- _Aim_
Copy everything in the material below, starting with the line that contains "Where can you find the white wall" and continuing through the last line, reproducing each line without changes.

- _Raw records_
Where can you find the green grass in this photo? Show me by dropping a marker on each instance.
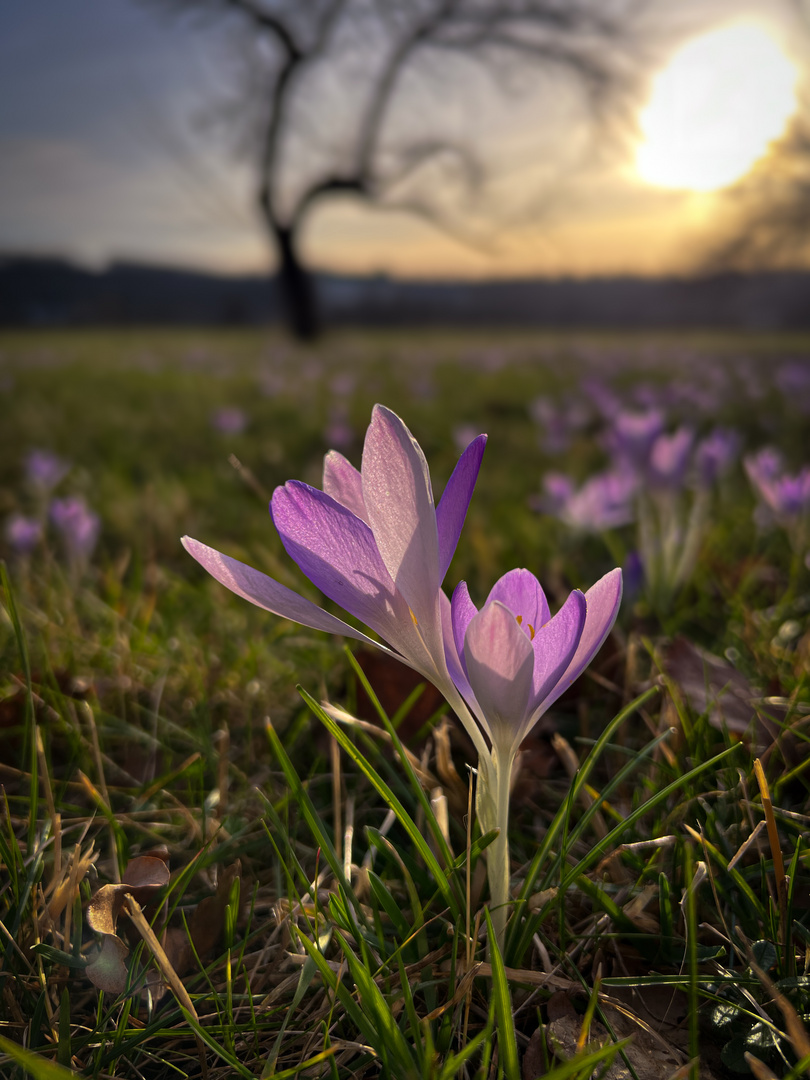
(326, 909)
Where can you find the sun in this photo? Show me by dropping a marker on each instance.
(715, 108)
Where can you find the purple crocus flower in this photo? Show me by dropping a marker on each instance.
(605, 501)
(77, 524)
(23, 532)
(511, 660)
(670, 457)
(44, 470)
(715, 454)
(374, 542)
(632, 434)
(785, 495)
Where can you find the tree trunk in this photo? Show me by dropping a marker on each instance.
(299, 304)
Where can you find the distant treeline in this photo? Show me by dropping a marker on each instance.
(52, 292)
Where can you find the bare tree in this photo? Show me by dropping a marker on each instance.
(770, 210)
(391, 102)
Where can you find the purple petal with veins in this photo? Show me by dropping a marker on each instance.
(453, 505)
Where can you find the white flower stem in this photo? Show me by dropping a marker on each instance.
(498, 859)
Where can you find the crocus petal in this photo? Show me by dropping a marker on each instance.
(345, 484)
(555, 645)
(462, 611)
(455, 655)
(603, 601)
(399, 501)
(500, 663)
(522, 593)
(268, 594)
(337, 553)
(453, 505)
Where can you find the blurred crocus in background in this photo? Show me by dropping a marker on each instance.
(784, 497)
(78, 527)
(23, 534)
(662, 481)
(44, 470)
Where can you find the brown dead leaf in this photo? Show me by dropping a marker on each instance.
(205, 926)
(649, 1056)
(143, 876)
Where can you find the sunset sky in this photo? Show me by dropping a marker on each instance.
(107, 152)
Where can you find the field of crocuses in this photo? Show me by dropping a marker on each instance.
(498, 760)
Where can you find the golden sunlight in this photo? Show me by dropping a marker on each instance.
(715, 108)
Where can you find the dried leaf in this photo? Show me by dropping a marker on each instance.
(205, 926)
(105, 907)
(143, 876)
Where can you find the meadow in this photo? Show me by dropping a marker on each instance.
(207, 872)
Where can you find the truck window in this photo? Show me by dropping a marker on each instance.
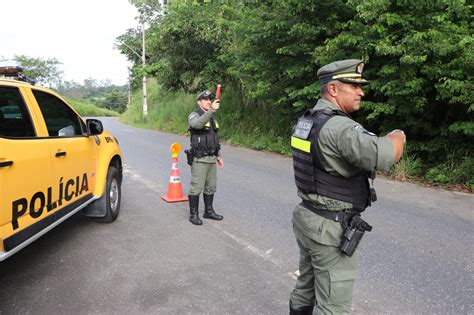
(15, 120)
(61, 121)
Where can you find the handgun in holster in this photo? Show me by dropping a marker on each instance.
(352, 234)
(189, 156)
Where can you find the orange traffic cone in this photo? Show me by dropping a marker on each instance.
(175, 191)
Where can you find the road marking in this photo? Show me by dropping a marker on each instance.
(134, 175)
(264, 254)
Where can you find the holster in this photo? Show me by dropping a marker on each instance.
(189, 156)
(352, 234)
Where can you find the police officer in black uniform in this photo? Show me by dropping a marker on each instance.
(205, 151)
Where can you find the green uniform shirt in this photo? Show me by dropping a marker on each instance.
(346, 150)
(198, 122)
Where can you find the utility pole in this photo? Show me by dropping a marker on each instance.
(145, 104)
(129, 89)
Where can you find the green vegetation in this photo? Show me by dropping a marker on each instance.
(103, 94)
(266, 53)
(87, 109)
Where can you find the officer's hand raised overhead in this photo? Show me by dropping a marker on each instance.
(398, 139)
(215, 105)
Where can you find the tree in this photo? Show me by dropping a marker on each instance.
(43, 71)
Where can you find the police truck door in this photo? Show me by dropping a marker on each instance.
(25, 171)
(72, 151)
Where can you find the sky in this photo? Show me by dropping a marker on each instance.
(78, 33)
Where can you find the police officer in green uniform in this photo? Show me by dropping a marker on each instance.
(335, 159)
(205, 149)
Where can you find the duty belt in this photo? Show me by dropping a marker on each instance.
(337, 216)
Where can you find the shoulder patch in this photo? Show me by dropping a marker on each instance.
(359, 128)
(193, 115)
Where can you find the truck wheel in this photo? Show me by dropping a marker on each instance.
(111, 198)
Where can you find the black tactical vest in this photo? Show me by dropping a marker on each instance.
(205, 142)
(310, 175)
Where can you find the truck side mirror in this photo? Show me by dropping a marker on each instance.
(95, 127)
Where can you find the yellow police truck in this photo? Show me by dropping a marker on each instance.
(53, 163)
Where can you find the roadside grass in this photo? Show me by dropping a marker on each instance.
(87, 109)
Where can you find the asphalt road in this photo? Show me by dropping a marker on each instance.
(418, 259)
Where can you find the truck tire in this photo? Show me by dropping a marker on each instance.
(111, 198)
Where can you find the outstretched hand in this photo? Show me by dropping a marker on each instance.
(215, 105)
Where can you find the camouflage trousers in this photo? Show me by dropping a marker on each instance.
(203, 178)
(326, 278)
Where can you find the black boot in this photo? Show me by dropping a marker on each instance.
(193, 209)
(209, 212)
(303, 310)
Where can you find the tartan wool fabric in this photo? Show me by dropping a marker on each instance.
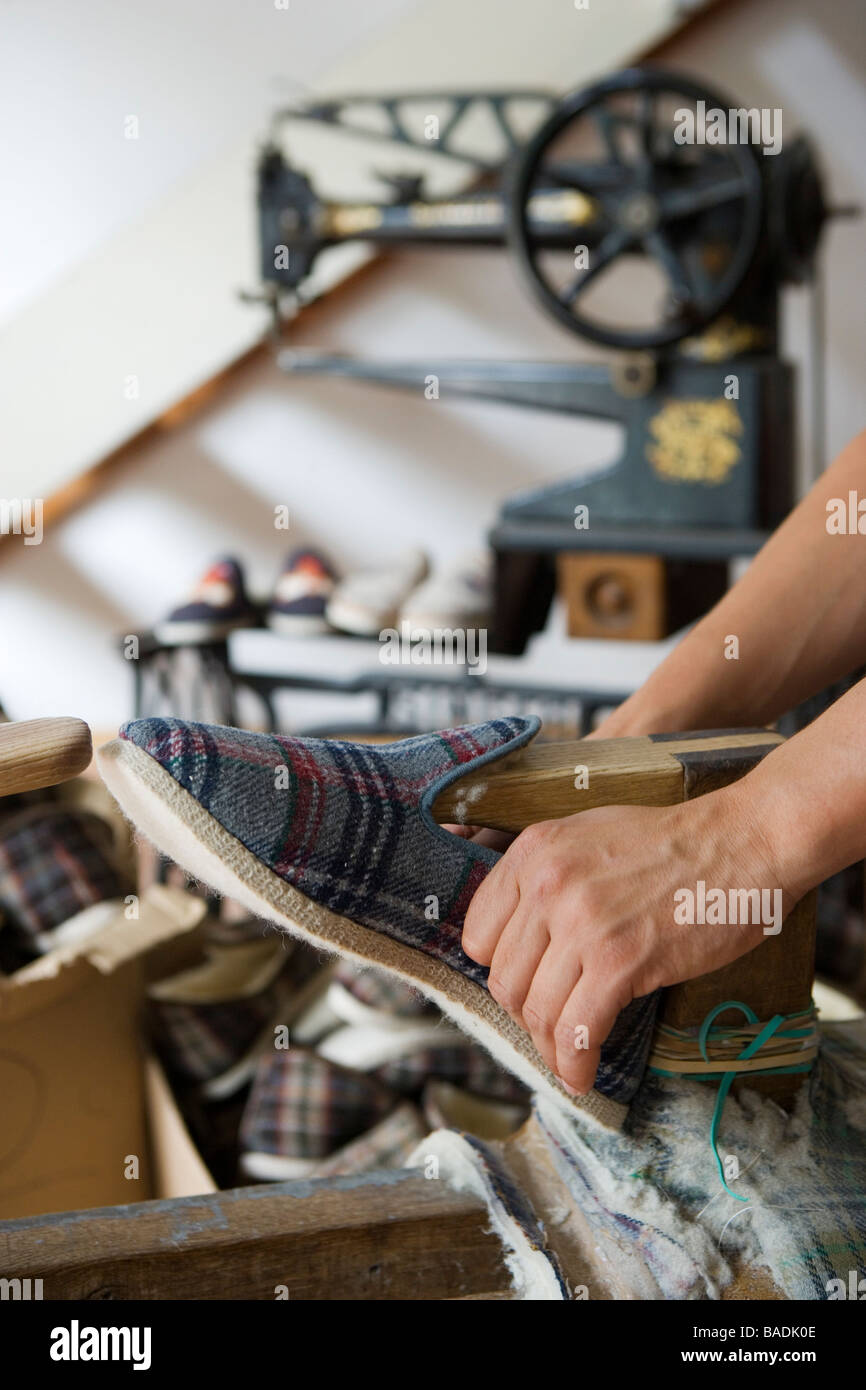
(303, 1107)
(460, 1064)
(199, 1041)
(349, 826)
(54, 862)
(377, 991)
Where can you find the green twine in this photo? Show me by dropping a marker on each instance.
(729, 1077)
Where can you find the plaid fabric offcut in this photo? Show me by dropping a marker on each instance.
(54, 862)
(303, 1107)
(199, 1041)
(380, 991)
(388, 1144)
(349, 826)
(466, 1066)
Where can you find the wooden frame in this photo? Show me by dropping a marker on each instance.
(392, 1235)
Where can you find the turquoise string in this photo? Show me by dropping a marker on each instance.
(729, 1077)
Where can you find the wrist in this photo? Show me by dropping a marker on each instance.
(770, 833)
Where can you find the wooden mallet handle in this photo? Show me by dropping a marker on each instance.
(42, 752)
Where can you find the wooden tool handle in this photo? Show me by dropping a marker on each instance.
(42, 752)
(549, 780)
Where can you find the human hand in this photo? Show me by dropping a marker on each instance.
(577, 918)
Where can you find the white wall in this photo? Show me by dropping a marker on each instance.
(366, 471)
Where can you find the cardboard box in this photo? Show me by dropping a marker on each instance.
(72, 1090)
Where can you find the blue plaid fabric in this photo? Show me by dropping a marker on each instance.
(54, 862)
(303, 1107)
(350, 827)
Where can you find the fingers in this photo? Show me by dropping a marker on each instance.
(516, 958)
(583, 1025)
(548, 995)
(492, 905)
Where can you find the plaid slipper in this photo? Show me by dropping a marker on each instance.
(302, 1109)
(337, 843)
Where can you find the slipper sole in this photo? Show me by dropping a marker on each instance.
(186, 833)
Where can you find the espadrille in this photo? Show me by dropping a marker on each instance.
(337, 843)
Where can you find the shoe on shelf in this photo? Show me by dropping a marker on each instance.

- _Exercise answer_
Where can you find the white wall in this photo? Show me by dropping a marker on each instance.
(366, 471)
Where can you find the cardboard box in this photo? Show me by dropping a marker on each instance.
(72, 1090)
Where can you find the blue plaid fabric in this photo? Show me by dropping a marker on each instance.
(54, 862)
(303, 1107)
(350, 827)
Where can you find the fingers in this photo? Show me by dropping a marker on each instance.
(516, 958)
(583, 1025)
(548, 995)
(492, 905)
Where can you find the plaid slipper in this photo? Show me by dropping a marker on each instance.
(302, 1109)
(337, 843)
Where can you find the slipper sole in this photo? Show me by dropping a marker on each instance.
(186, 833)
Where can you find the espadrille in this photo? Show me by dropping a marker on each instance.
(337, 843)
Where can you find the shoe on shelf in this photo? Show me by dropping a marker on each instance.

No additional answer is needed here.